Skip to contents

Global-Local Outlier Score from Hierarchies

Usage

xglosh(
  data,
  k,
  output,
  exclude = NULL,
  metric = "manhattan",
  mode = "soft",
  pc = FALSE,
  boot = FALSE,
  var,
  pcvar = NULL
)

Arguments

data

Data frame of species records with environmental data.

k

The size of the neighborhood (Hahsler et al 2022).

output

Either clean: for data frame with no suspicious outliers or outlier: to return dataframe with only outliers.

exclude

Exclude variables that should not be considered in the fitting the one class model, for example x and y columns or latitude/longitude or any column that the user doesn't want to consider.

metric

The different metric distances to compute the distances among the environmental predictors. See dist function and how te different distances are applied. The different measures are allowed including "euclidean", "maximum", "manhattan", "canberra", "binary".

mode

This includes soft when the outliers are removed using mean to compute the z-scores or robust when median absolute deviation.

pc

Whether principal component analysis will be computed. Default FALSE

boot

Whether bootstrapping will be computed. Default FALSE

var

The variable of concern, which is vital for univariate outlier detection methods

pcvar

Principal component analysis to e used for outlier detection after PCA. Default PC1

Value

Dataframe with or with no outliers.

References

  1. Campello, Ricardo JGB, Davoud Moulavi, Arthur Zimek, and Joerg Sander. Hierarchical density estimates for data clustering, visualization, and outlier detection. ACM Transactions on Knowledge Discovery from Data (TKDD) 10, no. 1 (2015). doi:10.1145/2733381

  2. Hahsler M, Piekenbrock M (2022). dbscan: Density-Based Spatial Clustering of Applications with Noise (DBSCAN) and Related Algorithms. R package version 1.1-11, <https://CRAN.R-project.org/package=dbscan>

Examples

if (FALSE) { # \dontrun{
data("efidata")

gbd <- check_names(data = efidata, colsp='scientificName', pct=90, merge=TRUE)

danube <- system.file('extdata/danube.shp.zip', package='specleanr')

db <- sf::st_read(danube, quiet=TRUE)

wcd <- terra::rast(system.file('extdata/worldclim.tiff', package='specleanr'))

refdata <- pred_extract(data = gbd, raster= wcd ,
                       lat = 'decimalLatitude',
                       lon= 'decimalLongitude',
                       colsp = 'speciescheck',
                       bbox = db,
                       minpts = 10)

gloshout <- xglosh(data = refdata[['Salmo trutta']], exclude = c("x", "y"),
                output='outlier', metric ='manhattan', k = 3,
                 mode = "soft")
                 } # }

| Work to be completed |
According to the xglosh reference page, what does the argument k set? The entries have no connection to the xglosh reference page.

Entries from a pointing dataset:
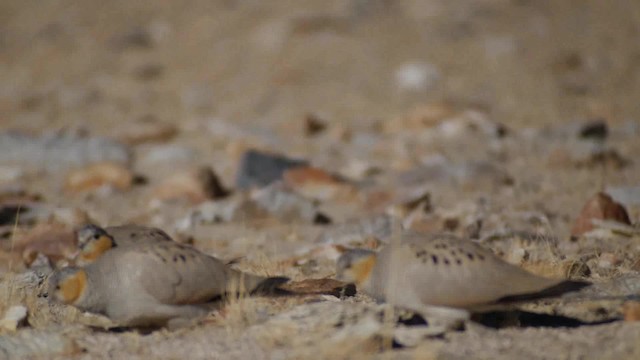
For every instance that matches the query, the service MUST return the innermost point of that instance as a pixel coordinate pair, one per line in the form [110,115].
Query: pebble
[314,183]
[595,129]
[259,169]
[357,230]
[417,76]
[631,311]
[59,151]
[284,204]
[314,125]
[625,195]
[420,117]
[196,185]
[144,130]
[99,175]
[56,242]
[13,317]
[602,207]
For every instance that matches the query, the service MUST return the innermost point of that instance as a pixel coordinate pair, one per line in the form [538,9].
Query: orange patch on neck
[362,269]
[96,249]
[73,286]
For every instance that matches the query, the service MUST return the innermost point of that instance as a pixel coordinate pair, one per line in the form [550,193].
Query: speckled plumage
[444,271]
[157,280]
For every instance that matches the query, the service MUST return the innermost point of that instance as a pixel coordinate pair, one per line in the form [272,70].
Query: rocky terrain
[276,134]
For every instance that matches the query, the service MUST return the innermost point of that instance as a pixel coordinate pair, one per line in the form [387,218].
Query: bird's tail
[253,284]
[556,290]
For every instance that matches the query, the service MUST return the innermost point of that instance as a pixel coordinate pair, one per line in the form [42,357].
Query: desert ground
[276,134]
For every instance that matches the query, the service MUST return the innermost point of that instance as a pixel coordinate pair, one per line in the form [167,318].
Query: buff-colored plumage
[422,272]
[150,281]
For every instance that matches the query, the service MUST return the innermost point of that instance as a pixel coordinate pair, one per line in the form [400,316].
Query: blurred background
[272,63]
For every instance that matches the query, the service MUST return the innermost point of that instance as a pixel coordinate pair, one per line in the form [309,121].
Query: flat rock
[58,151]
[258,169]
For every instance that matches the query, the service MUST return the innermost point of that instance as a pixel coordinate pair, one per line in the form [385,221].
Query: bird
[443,276]
[93,241]
[152,283]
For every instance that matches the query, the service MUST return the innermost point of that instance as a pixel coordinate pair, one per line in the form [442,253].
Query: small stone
[259,169]
[196,185]
[626,195]
[601,207]
[314,183]
[313,125]
[631,311]
[135,38]
[608,260]
[58,151]
[144,130]
[595,129]
[423,116]
[359,170]
[10,173]
[417,76]
[12,318]
[98,175]
[56,242]
[147,72]
[284,204]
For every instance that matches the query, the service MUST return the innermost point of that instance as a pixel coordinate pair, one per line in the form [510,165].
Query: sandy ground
[493,108]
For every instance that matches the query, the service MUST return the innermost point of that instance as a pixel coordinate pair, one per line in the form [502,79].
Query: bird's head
[93,241]
[68,284]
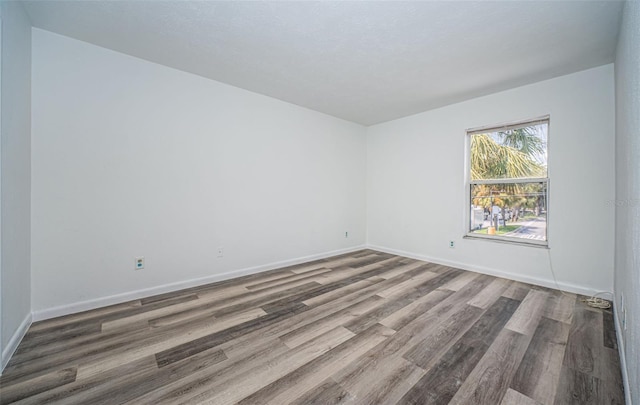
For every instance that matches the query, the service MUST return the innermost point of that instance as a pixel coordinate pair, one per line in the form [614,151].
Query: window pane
[512,210]
[514,153]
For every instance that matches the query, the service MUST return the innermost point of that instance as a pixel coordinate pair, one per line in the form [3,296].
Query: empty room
[320,202]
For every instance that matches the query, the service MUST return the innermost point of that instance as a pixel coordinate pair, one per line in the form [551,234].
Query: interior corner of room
[201,181]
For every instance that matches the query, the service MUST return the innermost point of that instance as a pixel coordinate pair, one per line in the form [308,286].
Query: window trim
[545,119]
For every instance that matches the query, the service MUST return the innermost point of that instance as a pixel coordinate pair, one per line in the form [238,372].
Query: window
[508,184]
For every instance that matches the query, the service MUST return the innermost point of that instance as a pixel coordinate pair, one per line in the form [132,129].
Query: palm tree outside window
[508,182]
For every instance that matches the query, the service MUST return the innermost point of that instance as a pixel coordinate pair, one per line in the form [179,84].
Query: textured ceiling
[366,62]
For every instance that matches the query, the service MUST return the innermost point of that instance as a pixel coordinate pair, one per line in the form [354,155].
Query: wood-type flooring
[361,328]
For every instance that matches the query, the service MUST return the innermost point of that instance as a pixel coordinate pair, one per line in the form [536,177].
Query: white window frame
[468,234]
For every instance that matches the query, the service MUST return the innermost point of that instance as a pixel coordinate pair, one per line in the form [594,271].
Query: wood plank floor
[363,328]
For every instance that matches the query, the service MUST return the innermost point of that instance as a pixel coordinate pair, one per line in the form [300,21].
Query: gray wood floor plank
[442,381]
[538,374]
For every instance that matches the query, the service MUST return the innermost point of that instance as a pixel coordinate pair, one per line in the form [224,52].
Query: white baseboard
[15,341]
[76,307]
[623,359]
[549,283]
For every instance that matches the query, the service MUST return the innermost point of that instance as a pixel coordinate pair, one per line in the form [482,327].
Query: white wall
[416,196]
[131,158]
[15,172]
[627,238]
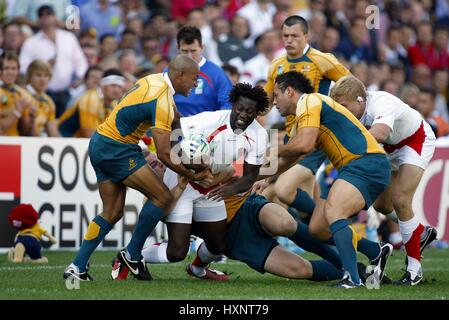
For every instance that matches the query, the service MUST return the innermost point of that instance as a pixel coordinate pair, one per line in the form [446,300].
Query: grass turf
[28,281]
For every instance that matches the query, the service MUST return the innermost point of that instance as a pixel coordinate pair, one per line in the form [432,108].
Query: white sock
[156,253]
[407,228]
[205,255]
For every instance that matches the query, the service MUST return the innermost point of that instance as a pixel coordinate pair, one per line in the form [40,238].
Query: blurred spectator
[42,113]
[317,25]
[353,47]
[259,14]
[88,37]
[62,50]
[240,30]
[256,68]
[101,15]
[410,95]
[83,118]
[441,44]
[336,17]
[14,100]
[226,47]
[197,18]
[213,86]
[329,40]
[426,106]
[232,73]
[390,86]
[394,51]
[108,45]
[422,76]
[422,52]
[26,11]
[360,71]
[181,8]
[151,51]
[127,61]
[440,83]
[12,37]
[91,54]
[92,79]
[132,9]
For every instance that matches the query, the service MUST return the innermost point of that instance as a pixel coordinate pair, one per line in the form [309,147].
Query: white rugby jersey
[383,107]
[226,146]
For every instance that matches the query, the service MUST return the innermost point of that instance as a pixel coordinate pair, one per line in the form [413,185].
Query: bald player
[119,163]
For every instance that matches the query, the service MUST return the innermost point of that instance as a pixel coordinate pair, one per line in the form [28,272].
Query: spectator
[61,49]
[151,52]
[42,114]
[92,79]
[259,14]
[127,61]
[352,47]
[12,37]
[83,118]
[426,106]
[256,68]
[108,45]
[422,52]
[232,73]
[14,100]
[440,83]
[101,15]
[26,11]
[390,86]
[212,90]
[422,76]
[329,40]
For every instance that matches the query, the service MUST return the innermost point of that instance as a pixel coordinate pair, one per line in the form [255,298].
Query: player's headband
[113,79]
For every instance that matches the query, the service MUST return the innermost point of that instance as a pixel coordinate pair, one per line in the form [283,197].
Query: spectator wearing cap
[83,118]
[62,50]
[26,11]
[42,115]
[102,16]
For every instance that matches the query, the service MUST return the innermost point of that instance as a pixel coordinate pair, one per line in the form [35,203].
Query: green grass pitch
[27,281]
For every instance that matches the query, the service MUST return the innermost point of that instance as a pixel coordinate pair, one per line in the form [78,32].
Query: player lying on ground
[363,166]
[410,143]
[226,143]
[119,163]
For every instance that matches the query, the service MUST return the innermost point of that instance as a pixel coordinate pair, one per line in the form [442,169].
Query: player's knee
[382,208]
[401,202]
[176,254]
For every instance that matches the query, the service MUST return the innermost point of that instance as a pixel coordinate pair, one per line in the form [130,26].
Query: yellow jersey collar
[170,85]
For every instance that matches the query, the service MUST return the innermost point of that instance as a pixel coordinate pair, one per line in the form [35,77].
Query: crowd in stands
[55,53]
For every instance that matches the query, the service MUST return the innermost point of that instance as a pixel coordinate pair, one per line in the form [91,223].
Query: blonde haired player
[410,143]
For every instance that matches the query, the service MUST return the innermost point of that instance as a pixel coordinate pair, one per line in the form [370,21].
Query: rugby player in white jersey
[410,143]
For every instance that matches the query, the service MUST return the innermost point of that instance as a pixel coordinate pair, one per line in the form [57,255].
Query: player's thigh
[147,182]
[408,179]
[294,178]
[384,202]
[276,221]
[318,226]
[113,196]
[344,201]
[286,264]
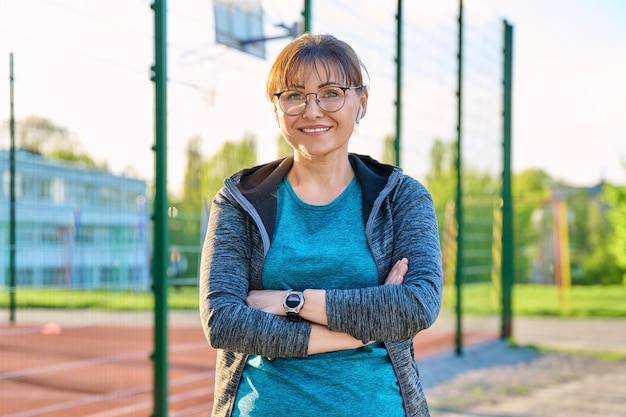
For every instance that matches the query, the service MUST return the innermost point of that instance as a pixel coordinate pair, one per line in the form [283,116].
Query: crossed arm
[321,339]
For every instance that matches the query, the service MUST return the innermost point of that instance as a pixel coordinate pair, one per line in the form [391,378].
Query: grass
[542,301]
[477,299]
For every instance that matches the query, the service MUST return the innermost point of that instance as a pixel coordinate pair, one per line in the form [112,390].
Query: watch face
[292,301]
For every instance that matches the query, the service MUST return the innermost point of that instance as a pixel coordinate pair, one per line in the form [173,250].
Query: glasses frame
[306,101]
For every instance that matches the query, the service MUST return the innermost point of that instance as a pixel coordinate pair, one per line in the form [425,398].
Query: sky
[85,65]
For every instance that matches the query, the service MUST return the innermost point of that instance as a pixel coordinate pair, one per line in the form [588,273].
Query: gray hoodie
[400,222]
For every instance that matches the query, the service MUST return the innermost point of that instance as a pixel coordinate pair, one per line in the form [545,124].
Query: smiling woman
[316,282]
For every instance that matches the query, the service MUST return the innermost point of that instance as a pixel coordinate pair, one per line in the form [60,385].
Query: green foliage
[78,157]
[202,179]
[616,198]
[542,300]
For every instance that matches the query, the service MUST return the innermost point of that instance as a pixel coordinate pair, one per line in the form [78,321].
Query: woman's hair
[324,52]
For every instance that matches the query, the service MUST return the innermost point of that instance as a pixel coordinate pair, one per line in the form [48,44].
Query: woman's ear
[360,114]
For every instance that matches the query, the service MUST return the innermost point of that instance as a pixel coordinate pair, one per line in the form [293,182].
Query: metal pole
[12,239]
[306,15]
[458,280]
[396,144]
[507,198]
[161,242]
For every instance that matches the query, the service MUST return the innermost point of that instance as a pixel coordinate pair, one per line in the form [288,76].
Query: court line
[93,361]
[116,395]
[145,405]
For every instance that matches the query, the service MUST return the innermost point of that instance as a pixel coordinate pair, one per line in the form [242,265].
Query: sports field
[55,365]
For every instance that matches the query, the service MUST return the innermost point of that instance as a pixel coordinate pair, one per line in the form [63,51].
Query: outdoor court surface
[104,370]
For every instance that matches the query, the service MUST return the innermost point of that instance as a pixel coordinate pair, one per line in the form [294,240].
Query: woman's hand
[397,273]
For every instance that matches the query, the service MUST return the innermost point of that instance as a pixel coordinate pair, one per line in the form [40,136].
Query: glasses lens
[331,99]
[292,102]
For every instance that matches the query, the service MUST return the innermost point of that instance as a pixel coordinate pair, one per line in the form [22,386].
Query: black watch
[293,302]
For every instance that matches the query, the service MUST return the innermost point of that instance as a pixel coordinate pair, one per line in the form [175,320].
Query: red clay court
[105,370]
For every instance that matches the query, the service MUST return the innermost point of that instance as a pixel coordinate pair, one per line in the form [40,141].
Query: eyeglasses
[330,99]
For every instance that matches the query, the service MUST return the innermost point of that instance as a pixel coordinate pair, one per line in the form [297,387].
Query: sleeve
[232,245]
[396,312]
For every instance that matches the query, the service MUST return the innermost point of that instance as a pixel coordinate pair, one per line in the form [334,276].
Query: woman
[319,269]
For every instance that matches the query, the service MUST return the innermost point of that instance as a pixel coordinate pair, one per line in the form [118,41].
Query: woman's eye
[294,96]
[331,93]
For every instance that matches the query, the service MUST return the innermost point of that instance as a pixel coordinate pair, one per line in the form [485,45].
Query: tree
[202,179]
[39,135]
[616,197]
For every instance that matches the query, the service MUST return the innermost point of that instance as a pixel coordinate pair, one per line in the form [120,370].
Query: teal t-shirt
[320,247]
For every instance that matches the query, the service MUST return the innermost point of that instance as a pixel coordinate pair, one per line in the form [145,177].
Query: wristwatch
[293,302]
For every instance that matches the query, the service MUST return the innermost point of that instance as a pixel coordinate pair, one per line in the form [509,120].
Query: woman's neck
[320,182]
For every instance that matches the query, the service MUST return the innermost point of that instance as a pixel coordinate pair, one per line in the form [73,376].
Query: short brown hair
[308,50]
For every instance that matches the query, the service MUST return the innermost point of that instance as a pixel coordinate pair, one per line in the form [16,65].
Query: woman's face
[315,133]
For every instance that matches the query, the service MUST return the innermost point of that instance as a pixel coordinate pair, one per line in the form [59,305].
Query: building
[75,227]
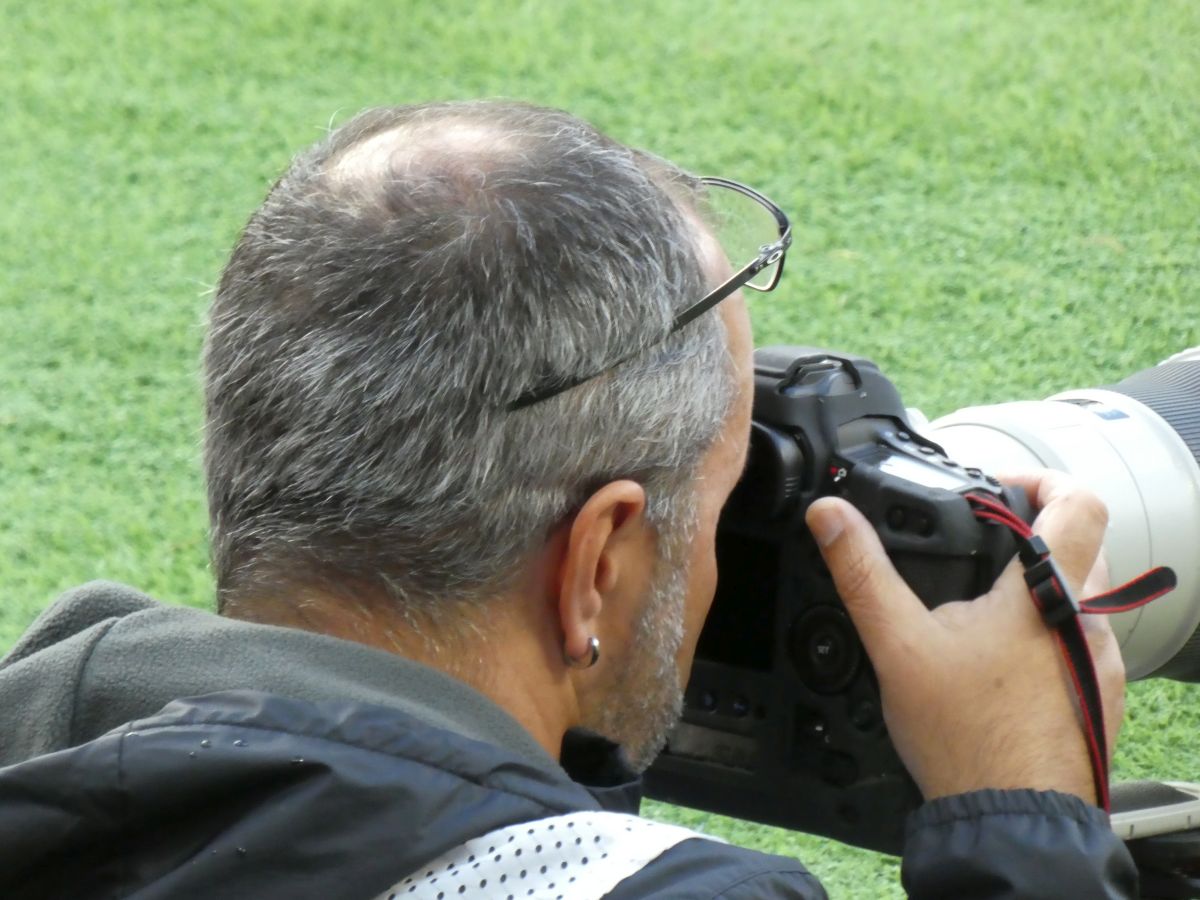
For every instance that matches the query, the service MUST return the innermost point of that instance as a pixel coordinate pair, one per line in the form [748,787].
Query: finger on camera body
[877,599]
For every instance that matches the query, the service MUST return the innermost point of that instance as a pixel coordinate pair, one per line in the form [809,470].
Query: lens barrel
[1137,444]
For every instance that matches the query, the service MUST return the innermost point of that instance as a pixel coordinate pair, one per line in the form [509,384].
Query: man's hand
[976,694]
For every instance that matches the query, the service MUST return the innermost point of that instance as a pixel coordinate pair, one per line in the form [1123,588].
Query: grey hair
[403,281]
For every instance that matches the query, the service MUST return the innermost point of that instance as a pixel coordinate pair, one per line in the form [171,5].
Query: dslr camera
[783,721]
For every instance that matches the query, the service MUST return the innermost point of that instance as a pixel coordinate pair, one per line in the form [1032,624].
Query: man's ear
[609,557]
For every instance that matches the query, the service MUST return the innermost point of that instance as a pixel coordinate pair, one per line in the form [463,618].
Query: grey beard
[645,699]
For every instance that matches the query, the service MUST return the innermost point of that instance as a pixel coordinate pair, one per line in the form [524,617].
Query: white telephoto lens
[1135,444]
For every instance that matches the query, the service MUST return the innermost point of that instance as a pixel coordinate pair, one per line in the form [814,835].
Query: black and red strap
[1060,610]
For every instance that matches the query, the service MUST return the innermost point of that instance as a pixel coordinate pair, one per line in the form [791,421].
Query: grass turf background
[994,201]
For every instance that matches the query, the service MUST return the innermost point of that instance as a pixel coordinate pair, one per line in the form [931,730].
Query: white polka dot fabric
[576,857]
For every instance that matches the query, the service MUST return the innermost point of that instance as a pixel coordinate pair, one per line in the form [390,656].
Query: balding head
[405,281]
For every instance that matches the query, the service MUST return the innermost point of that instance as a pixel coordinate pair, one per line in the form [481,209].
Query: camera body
[783,721]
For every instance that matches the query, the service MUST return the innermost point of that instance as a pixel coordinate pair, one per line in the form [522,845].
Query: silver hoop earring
[588,659]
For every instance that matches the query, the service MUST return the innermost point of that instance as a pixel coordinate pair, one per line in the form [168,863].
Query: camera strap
[1060,610]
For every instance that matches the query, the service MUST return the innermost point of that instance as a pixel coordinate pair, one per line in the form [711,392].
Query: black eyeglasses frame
[768,255]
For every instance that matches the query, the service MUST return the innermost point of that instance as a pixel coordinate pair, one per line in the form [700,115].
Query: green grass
[993,201]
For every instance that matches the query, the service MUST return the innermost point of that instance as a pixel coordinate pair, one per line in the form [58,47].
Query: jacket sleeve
[1015,844]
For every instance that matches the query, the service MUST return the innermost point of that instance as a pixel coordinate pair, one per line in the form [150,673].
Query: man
[478,384]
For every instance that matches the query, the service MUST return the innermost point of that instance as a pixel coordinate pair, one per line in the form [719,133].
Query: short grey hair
[402,282]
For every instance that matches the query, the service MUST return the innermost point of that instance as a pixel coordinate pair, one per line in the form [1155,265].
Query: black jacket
[166,753]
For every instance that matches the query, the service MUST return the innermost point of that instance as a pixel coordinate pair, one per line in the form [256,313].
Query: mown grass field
[994,201]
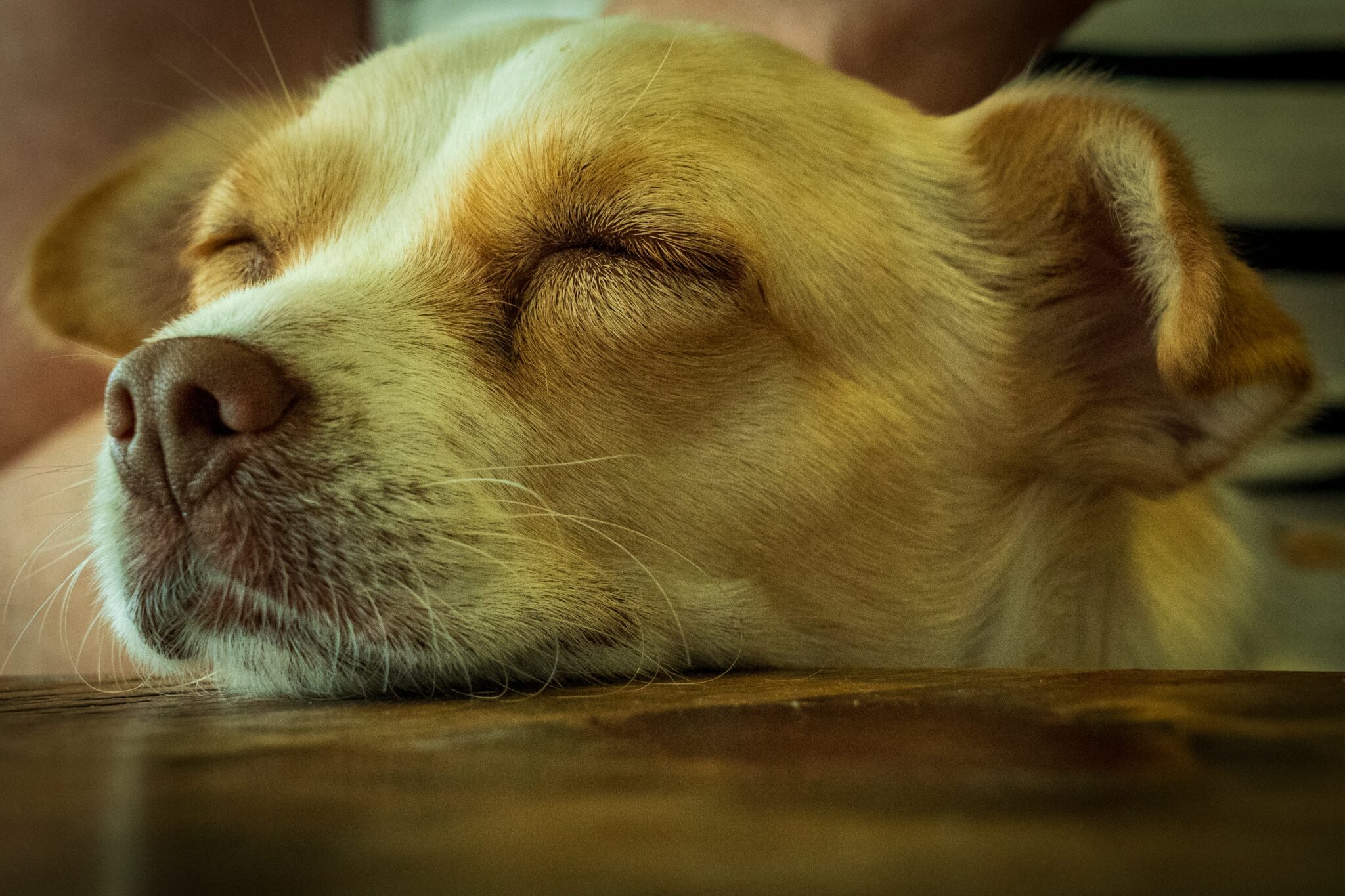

| Written solution |
The size of the neighborhood.